=== ЦИТИРУЕМЫЙ ОТРЫВОК ===
Деревья с потухшими листьями
Взрослые не обращают внимания на особые
приметы мира, считая их чем-то второстепенным. А
ребенок жизнь воспринимает чрезвычайно по
существу. И детские неологизмы – это просто
точность взгляда
Корнею
Ивановичу Чуковскому было уже, кажется, за
пятьдесят, когда он затеял книжку «От двух до
пяти». Переиздавалась она потом десятки раз.
Новое издание всякий раз уточнялось и
дополнялось переделкинским дедушкой. И каждое
начиналось с предисловия, в котором великий
сказочник утверждал, что язык детей — уникальный
предмет для исследователей, что он содержит в
себе модель детской психологии и поведения и так
далее.
Однако аналитические комментарии Чуковского
представлялись скучноватыми для вечернего
чтения в кругу семьи. Шедевры детского новояза,
казалось, говорили сами за себя. Стоит ли
комментировать прелестную картавость или
голубоватую безбрежность взгляда?
Все это, в общем, так. Но умилительность и
восторженность ох как часто на деле оказываются
знаками ленивого потребительства, а тайна —
насущным хлебом иждивенца. Непонимание, даже
самое возвышенное, благоволит
безответственности, которая соблазнительнее
самой тайны.
Языковые изобретения Андрюши, моего младшего
сына, записывали его старший брат Сергей, мама,
бабушка и я. Коллекционировали по привычке,
привитой тем же Чуковским. Может быть, заботились
о воспоминаниях. Но уж определенно не
преследовали никакой пользы. А и действительно
какая польза?
Теперь Андрей вырос. Записи подвернулись
случайно. Самое время понять нечто неслучайное в
детской спонтанности и изобретательности.
Сквозь каждое мгновенье нашей жизни проходят
стихии разных стилей, разных жанров, которые мы
из экономии и психологической потребности в
упрощении и комфорте пытаемся свести к одному
стилю или жанру. Взрослый человек часто
утилитарен, как посуда. Его широты хватает разве
что на роспись.

=== Записи из набора для разметки точек ===

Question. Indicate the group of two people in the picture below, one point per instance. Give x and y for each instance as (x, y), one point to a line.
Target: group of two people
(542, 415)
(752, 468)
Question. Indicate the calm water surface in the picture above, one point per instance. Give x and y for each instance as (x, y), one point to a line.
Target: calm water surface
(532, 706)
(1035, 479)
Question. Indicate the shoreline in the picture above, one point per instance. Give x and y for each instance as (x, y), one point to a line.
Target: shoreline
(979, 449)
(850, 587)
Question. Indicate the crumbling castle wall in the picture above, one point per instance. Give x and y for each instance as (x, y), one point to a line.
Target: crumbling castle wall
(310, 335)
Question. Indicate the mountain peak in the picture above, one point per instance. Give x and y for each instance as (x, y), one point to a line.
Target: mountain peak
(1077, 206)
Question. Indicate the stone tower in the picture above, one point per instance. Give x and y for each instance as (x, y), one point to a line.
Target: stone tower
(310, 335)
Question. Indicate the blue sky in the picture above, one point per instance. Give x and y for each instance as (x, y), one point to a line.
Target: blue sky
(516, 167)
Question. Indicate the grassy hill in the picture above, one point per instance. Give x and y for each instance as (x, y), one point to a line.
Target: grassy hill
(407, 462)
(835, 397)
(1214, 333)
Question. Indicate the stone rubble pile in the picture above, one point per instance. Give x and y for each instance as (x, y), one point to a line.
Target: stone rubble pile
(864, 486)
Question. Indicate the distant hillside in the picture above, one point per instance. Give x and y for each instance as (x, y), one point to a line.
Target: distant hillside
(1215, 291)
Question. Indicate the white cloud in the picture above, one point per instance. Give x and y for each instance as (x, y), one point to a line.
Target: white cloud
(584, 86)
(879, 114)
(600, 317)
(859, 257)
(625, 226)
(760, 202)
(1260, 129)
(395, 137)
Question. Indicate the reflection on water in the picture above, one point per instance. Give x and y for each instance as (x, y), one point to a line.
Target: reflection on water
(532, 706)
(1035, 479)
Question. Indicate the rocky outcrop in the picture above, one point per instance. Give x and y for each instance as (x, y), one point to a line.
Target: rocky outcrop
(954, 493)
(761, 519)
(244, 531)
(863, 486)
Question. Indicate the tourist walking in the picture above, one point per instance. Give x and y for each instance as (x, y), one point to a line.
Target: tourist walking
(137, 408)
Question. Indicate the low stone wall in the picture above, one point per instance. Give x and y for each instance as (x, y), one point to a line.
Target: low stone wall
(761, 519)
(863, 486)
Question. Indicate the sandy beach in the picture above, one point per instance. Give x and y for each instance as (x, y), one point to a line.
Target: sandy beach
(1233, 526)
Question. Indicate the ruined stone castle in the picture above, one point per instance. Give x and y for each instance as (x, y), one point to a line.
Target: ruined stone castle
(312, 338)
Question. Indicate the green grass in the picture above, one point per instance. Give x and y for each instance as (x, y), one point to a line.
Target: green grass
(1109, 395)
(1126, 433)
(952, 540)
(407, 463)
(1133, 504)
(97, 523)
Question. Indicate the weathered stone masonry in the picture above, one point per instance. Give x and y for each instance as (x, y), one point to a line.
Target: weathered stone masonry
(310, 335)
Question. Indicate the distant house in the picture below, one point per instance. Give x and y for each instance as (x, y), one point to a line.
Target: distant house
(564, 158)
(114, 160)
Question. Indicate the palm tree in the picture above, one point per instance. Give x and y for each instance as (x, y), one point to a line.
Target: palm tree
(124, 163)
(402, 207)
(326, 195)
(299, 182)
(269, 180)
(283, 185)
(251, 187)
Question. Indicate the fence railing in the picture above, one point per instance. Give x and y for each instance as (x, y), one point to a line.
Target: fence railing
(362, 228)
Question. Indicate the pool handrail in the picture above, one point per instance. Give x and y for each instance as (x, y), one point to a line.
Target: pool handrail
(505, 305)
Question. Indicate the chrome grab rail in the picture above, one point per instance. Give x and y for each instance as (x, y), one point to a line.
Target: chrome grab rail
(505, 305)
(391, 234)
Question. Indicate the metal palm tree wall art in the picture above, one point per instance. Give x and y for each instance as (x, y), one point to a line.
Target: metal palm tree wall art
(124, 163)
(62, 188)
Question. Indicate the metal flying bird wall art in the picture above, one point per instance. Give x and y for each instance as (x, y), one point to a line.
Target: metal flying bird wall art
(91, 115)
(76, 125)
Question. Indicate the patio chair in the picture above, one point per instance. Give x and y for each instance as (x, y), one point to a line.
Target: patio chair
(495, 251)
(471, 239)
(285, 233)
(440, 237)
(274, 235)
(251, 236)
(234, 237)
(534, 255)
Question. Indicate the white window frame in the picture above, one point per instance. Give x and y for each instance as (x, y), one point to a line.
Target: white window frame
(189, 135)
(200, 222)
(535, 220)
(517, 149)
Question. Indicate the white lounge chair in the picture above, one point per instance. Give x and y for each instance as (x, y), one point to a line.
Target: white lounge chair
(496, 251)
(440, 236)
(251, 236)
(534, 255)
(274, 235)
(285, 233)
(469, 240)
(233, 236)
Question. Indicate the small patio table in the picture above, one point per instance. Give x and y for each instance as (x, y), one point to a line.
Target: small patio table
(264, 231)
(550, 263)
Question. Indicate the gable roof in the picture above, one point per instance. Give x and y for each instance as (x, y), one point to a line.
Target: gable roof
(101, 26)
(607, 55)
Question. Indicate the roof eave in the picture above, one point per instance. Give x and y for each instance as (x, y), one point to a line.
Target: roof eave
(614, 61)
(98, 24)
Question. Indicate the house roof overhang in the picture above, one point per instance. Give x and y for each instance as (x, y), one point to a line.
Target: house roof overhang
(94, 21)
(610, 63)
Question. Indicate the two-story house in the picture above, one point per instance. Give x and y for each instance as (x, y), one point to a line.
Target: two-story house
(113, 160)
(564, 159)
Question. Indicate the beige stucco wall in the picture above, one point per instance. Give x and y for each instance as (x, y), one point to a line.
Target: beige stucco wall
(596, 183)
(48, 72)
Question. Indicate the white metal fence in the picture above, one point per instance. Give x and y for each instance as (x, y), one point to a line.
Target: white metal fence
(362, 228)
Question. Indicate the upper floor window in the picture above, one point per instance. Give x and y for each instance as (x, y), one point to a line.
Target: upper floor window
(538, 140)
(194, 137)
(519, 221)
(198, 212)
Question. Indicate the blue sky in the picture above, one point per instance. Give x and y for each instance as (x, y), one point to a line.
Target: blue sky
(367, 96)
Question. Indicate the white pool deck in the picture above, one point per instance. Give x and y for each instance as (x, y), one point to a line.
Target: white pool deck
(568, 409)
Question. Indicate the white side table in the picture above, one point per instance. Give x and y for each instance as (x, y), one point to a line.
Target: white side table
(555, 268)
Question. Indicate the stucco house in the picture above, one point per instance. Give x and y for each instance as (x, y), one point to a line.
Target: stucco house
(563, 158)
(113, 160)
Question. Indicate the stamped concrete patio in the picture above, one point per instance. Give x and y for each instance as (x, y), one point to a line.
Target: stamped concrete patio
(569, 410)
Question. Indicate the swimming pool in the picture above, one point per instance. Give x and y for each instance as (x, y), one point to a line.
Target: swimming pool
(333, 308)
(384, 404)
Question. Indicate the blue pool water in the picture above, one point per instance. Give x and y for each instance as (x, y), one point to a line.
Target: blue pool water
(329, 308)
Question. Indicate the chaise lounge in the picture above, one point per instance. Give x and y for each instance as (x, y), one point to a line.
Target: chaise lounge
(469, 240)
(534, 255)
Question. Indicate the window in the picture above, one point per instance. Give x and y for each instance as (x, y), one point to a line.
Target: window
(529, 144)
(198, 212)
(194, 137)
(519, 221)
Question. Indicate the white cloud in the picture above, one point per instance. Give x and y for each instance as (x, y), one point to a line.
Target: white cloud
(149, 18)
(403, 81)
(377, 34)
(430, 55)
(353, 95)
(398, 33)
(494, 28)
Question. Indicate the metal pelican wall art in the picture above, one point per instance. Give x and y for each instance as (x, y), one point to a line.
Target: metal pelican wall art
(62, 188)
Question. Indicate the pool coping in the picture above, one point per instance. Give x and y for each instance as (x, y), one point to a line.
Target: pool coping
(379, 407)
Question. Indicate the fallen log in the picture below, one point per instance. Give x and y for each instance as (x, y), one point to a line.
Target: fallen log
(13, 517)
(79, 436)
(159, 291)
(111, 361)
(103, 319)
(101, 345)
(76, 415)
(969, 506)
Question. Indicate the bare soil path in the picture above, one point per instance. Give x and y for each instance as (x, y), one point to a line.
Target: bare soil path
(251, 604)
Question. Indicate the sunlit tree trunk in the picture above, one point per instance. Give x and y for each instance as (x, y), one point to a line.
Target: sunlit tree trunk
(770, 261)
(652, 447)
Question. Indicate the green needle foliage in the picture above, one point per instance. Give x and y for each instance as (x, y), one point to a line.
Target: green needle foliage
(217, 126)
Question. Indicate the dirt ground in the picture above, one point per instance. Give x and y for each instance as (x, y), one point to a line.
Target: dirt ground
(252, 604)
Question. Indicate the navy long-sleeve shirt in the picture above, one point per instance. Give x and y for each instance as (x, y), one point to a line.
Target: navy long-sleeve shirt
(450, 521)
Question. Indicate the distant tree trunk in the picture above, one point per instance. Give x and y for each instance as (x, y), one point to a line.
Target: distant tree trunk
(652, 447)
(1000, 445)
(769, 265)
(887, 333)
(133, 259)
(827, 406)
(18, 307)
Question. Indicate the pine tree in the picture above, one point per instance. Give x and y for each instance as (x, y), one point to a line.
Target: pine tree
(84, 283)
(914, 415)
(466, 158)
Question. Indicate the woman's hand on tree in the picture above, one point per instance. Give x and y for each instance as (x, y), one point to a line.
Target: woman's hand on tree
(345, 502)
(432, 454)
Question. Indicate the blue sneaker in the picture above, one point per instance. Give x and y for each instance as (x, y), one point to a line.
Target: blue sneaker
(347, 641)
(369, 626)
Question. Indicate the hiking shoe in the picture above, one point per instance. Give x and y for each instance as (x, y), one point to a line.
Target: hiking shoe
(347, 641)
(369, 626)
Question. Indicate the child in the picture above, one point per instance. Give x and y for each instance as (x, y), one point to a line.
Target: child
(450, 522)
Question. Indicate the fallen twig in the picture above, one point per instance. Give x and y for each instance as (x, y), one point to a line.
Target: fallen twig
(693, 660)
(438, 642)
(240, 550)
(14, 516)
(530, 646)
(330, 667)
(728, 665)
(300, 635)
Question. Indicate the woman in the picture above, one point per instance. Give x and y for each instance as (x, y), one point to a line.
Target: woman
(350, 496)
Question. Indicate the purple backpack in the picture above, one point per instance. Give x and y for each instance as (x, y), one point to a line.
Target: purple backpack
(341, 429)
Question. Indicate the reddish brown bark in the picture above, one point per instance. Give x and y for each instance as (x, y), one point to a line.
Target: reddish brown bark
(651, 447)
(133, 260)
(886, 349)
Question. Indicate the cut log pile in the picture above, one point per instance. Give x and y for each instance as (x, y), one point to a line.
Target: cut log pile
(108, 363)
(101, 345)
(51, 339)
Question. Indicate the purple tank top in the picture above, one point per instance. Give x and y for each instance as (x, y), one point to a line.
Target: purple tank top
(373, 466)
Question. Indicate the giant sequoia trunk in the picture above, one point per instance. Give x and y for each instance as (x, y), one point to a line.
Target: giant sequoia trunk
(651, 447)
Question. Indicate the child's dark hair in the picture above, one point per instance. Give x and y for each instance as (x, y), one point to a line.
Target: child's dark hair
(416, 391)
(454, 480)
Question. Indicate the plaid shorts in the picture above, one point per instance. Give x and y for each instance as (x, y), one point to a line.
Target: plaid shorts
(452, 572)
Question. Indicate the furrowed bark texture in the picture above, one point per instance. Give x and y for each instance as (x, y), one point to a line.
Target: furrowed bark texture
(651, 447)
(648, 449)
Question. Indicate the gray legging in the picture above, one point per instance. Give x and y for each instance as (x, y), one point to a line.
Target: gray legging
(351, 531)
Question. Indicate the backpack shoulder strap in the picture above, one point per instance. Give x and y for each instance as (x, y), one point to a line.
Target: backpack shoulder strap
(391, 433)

=== ЗАДАНИЕ 1 ===
Перепишите фрагмент текста о детском языке от «Сквозь каждое мгновенье» до «что на роспись.», заменив «посуда» на «инструмент».
=== ЗАДАНИЕ 2 ===
Какую книжку, согласно тексту о детском языке, затеял Чуковский, когда ему было уже за пятьдесят?
=== ЗАДАНИЕ 3 ===
Продолжите текст о детском языке, начав сразу после его последнего предложения.
Перечень никак не связан с текстом о детском языке.

=== ИТОГОВЫЙ ОТВЕТ 1 ===
Сквозь каждое мгновенье нашей жизни проходят
стихии разных стилей, разных жанров, которые мы
из экономии и психологической потребности в
упрощении и комфорте пытаемся свести к одному
стилю или жанру. Взрослый человек часто
утилитарен, как инструмент. Его широты хватает разве
что на роспись.

=== ИТОГОВЫЙ ОТВЕТ 2 ===
Книжку «От двух до пяти».

=== ИТОГОВЫЙ ОТВЕТ 3 ===
Ребенком владеет множество страхов, но он лишен
страха абсурда, в том числе стилистического.
«Сегодня тут отряд индейцев идет, гражданка!»
Это, вероятно, на какое-то возмущенное замечание
бабушки.
Условность — та же реальность. Можно даже
сказать, что реальность по большей своей части
состоит из условностей. Мы это знаем хотя бы
потому, что все обучены вежливости. Но игра и
фантазия тоже требуют вежливости, то есть
приятия и осторожности. «Оля, посмотри, какой у
нас лыжник!» – «Не, а меня не видно. Я уже далеко».
Все происходит в комнате на паласе. Но только
странно искривленное зрение взрослого не видит
сейчас огромного заснеженного поля, а, напротив,
видит невидимого уже в снежной мгле лыжника.
Сережа с Андрюшей играют в бои гладиаторов. Серый
учит жестам «убить – помиловать». Андрей: «Давай
уже я буду работать людьми. Надоело мне работать
человечком». Первая сдача позиций
индивидуалиста под натиском суровой реальности.
Прямое изъявление чувств трудно, а часто и
подозрительно. В минуты любви и скорби мы сознаем
это особенно остро. В детстве же трудно давалось
даже обыкновенное «спасибо». «Что надо тете
сказать?» В ответ возмутительное тупое молчание.
Все почти нормальные искренние дети страдают
этим комплексом мнимой неблагодарности. Оттого
что чувствительны к возможной фальши
произнесенного. Не точнее ли так: «Мои знакомые
партизаны написали такое письмо: “Дорогая тетя
Лиля! Я тебя поздравлю с днем рождения и подарю
самую лучшую игрушку – мазь!”»
Все правильно. Иначе твою личную любовь могут
посчитать неким твоим достоинством и, о ужас,
даже похвалить. Подальше от этого. А что мазь –
игрушка, в этом нет никакого сомнения. Ведь
полезных вещей не дарят, их просто покупают,
когда необходимо.
Но как же выразить благодарность без ущерба для
себя? Оценить твою доброту как твое достоинство.
Сережа: «Завтра у тебя день рождения, Андрей!»
Андрюша: «Ура! Ну, я тебя хвалю!» Иногда даже
буквально. В ответ на подаренную конфетку:
«Спасибо за доброту».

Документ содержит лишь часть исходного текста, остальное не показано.